_Records for the exercise_
********************

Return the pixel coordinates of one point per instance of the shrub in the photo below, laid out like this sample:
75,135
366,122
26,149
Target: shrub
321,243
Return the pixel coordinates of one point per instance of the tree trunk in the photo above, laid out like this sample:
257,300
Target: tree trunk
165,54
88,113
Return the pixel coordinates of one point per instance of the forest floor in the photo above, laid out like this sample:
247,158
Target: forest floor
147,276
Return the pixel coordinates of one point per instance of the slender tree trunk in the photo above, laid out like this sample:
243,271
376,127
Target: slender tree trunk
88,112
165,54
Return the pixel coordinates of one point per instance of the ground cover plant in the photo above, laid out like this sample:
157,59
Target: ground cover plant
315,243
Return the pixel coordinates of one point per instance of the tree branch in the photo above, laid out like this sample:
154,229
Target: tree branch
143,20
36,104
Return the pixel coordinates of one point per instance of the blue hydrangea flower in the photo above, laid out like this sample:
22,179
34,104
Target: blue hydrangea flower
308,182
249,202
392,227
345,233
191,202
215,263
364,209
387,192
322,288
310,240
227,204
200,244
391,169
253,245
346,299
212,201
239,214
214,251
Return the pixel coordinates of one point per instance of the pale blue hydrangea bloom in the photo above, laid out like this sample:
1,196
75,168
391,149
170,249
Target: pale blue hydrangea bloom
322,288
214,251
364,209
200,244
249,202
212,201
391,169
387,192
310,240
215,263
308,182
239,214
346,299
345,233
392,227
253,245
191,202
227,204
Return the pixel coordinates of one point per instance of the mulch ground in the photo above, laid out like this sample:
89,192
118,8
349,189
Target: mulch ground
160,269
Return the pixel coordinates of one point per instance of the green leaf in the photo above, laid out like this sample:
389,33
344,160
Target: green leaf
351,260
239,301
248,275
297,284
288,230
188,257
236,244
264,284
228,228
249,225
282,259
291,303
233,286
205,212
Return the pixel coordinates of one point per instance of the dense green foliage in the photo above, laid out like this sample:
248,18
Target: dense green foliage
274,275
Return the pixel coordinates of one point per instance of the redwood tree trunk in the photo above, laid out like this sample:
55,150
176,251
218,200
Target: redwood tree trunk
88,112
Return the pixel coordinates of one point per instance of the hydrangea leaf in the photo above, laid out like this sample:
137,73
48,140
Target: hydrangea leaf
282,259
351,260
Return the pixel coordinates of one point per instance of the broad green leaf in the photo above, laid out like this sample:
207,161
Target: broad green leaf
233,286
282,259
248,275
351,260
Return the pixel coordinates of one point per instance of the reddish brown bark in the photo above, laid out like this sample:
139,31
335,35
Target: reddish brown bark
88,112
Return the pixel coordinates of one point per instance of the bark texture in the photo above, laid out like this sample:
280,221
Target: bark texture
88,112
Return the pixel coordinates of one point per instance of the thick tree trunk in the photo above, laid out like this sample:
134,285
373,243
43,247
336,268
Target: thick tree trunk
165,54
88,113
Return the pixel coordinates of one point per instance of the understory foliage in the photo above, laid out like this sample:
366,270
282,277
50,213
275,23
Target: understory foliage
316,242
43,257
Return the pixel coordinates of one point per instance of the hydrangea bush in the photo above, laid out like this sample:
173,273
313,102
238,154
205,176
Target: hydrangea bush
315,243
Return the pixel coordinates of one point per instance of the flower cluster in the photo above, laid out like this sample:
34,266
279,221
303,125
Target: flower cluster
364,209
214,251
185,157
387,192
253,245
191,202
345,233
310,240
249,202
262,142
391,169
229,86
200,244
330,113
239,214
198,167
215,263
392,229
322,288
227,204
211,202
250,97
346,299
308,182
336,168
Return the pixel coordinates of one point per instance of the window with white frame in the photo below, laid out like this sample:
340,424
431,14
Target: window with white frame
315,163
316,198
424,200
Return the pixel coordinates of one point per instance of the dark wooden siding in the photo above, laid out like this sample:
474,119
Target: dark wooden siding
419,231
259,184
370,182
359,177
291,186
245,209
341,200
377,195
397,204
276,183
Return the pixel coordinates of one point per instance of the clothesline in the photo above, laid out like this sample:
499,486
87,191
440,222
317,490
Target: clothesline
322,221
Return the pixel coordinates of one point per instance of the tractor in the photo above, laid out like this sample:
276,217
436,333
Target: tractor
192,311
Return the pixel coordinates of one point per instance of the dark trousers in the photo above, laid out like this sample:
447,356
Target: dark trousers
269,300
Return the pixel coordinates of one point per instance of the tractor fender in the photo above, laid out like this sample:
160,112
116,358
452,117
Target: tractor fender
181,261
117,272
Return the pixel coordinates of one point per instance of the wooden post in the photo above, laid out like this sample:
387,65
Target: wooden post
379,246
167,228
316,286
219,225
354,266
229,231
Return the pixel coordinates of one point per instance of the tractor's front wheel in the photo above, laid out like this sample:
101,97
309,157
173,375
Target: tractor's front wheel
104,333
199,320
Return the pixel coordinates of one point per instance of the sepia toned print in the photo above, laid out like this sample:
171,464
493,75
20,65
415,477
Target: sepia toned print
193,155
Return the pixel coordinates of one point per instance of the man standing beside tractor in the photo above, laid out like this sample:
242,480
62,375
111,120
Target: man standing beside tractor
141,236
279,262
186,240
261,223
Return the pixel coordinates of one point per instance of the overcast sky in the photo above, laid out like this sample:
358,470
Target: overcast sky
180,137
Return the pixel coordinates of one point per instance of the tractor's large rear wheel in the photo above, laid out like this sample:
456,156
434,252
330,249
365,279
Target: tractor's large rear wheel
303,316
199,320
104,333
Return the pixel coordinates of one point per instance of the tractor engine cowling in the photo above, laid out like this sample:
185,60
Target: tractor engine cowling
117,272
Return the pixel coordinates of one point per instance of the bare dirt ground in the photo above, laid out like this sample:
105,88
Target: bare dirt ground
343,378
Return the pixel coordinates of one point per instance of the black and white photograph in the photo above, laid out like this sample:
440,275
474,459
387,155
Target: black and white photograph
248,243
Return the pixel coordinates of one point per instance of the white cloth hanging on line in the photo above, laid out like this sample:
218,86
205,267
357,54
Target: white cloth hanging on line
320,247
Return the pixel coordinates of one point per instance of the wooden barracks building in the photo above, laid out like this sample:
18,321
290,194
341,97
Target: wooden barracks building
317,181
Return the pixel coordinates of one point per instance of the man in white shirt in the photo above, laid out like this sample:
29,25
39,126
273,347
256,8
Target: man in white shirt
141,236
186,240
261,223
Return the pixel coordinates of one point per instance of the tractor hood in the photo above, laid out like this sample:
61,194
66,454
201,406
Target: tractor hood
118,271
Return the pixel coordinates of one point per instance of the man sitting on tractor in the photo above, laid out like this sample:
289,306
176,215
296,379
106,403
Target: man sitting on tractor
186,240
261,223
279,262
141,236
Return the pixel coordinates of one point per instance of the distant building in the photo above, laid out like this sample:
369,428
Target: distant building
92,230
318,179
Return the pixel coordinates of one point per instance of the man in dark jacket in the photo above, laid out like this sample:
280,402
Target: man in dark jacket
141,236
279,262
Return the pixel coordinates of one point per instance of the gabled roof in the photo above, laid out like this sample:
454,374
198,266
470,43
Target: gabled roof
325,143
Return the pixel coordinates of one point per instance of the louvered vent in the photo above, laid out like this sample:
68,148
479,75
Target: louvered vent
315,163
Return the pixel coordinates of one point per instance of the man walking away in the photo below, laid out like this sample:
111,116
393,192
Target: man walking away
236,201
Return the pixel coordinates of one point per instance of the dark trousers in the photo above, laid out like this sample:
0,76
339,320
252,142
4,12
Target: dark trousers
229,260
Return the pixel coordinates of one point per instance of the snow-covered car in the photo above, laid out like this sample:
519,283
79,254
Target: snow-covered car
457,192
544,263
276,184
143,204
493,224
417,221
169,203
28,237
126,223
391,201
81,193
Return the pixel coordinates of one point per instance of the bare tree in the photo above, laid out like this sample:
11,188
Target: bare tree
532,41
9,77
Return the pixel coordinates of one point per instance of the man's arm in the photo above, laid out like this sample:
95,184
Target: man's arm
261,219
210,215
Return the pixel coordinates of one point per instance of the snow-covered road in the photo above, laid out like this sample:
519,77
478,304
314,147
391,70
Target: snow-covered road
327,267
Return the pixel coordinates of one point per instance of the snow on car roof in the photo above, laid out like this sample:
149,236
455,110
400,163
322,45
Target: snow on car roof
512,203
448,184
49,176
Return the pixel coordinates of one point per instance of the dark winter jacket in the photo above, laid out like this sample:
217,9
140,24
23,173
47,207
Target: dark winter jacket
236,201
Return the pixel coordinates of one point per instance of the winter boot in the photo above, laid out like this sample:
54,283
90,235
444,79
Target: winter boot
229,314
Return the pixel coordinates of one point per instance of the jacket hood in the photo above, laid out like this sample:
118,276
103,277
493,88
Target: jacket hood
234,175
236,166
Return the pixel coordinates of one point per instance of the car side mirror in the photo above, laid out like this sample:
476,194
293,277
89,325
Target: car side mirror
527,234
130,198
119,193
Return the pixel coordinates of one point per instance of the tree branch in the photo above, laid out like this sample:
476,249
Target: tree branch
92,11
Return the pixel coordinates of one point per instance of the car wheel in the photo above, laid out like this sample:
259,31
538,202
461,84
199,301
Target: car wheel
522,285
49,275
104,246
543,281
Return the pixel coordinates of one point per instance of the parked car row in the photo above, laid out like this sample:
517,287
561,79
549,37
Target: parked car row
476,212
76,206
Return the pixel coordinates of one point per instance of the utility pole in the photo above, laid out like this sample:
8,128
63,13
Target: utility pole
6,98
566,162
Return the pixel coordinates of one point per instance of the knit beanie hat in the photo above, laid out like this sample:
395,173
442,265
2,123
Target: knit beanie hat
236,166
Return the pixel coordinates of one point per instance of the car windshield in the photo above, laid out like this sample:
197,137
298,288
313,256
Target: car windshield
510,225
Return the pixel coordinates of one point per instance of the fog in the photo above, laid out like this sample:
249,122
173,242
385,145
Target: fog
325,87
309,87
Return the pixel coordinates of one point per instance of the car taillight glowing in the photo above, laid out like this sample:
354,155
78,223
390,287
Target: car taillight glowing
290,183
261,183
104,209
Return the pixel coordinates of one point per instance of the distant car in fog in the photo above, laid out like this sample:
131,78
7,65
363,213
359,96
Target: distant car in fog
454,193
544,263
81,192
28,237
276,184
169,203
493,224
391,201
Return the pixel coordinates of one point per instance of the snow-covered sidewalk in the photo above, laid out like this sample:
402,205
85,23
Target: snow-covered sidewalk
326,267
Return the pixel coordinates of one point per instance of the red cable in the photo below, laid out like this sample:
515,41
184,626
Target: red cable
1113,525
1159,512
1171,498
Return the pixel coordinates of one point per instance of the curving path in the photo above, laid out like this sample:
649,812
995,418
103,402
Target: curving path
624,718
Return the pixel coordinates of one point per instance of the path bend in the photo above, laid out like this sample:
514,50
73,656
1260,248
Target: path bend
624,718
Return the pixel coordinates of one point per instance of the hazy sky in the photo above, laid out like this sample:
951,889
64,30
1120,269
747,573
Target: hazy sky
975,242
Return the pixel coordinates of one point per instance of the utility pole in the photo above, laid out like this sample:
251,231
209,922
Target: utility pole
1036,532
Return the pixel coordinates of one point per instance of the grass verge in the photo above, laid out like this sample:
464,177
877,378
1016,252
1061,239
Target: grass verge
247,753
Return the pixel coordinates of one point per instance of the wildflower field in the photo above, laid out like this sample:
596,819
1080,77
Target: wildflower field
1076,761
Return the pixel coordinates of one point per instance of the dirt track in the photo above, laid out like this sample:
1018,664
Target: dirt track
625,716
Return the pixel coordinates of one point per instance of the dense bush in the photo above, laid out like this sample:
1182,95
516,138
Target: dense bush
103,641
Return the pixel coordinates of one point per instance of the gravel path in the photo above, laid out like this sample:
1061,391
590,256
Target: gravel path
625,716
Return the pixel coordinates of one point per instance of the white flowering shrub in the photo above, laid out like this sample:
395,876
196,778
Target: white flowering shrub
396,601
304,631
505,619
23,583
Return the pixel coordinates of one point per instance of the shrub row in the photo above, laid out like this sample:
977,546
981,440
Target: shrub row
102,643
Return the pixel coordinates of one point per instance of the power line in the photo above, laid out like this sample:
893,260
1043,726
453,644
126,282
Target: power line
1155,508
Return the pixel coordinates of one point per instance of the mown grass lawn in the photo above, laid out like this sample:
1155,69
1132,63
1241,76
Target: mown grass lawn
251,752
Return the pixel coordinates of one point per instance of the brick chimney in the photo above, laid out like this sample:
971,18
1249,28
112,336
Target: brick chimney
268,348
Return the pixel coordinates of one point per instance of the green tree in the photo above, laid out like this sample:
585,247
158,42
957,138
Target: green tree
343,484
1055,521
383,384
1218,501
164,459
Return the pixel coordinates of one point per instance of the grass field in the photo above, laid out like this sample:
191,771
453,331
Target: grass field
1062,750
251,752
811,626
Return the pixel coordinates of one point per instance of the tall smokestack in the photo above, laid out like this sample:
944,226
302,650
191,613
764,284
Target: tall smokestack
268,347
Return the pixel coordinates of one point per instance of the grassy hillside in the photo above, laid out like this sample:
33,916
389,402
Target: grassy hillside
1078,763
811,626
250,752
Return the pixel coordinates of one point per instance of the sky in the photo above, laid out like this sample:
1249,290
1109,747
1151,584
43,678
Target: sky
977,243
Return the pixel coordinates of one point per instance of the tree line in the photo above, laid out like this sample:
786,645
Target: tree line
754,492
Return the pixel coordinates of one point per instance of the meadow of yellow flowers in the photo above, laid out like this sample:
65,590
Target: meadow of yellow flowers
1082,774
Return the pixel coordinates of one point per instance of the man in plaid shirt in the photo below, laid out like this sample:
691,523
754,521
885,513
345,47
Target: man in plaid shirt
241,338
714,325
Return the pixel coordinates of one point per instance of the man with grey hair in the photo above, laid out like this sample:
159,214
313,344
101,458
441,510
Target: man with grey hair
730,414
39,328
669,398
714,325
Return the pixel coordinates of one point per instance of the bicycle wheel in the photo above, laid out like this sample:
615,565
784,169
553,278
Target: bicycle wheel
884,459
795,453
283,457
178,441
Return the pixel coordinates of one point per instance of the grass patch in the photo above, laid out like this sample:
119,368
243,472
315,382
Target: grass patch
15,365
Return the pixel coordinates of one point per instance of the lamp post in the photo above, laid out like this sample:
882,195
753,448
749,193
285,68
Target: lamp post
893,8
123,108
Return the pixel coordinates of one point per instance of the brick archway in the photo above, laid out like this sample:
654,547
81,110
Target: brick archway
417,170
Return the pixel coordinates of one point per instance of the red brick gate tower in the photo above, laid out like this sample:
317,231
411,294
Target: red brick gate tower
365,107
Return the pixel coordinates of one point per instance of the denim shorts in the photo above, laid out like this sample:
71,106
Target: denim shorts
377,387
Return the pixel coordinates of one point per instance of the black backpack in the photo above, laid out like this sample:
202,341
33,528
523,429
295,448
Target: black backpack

********************

_Required task_
Find the line that contains "the brick archway". Repeat it and every line after it, exactly as written, up to and including the last line of the records above.

_The answer_
Return the pixel coordinates of one point per instance of the brick archway in the photo above, laid out like this sample:
654,547
81,110
Target: brick archway
417,170
Return the pixel coordinates of one point per instance of the red brick gate tower in the photo above, laid out like this sample:
317,231
411,294
Target: red brick gate tower
365,107
Return the pixel coordinates of one point per instance of the denim shorts in the photo above, laid out like this sample:
71,106
Target: denim shorts
377,387
Return the pixel coordinates of one point per instance of the black backpack in the photo above, laid out like this sample:
202,341
33,528
523,429
295,448
Target: black backpack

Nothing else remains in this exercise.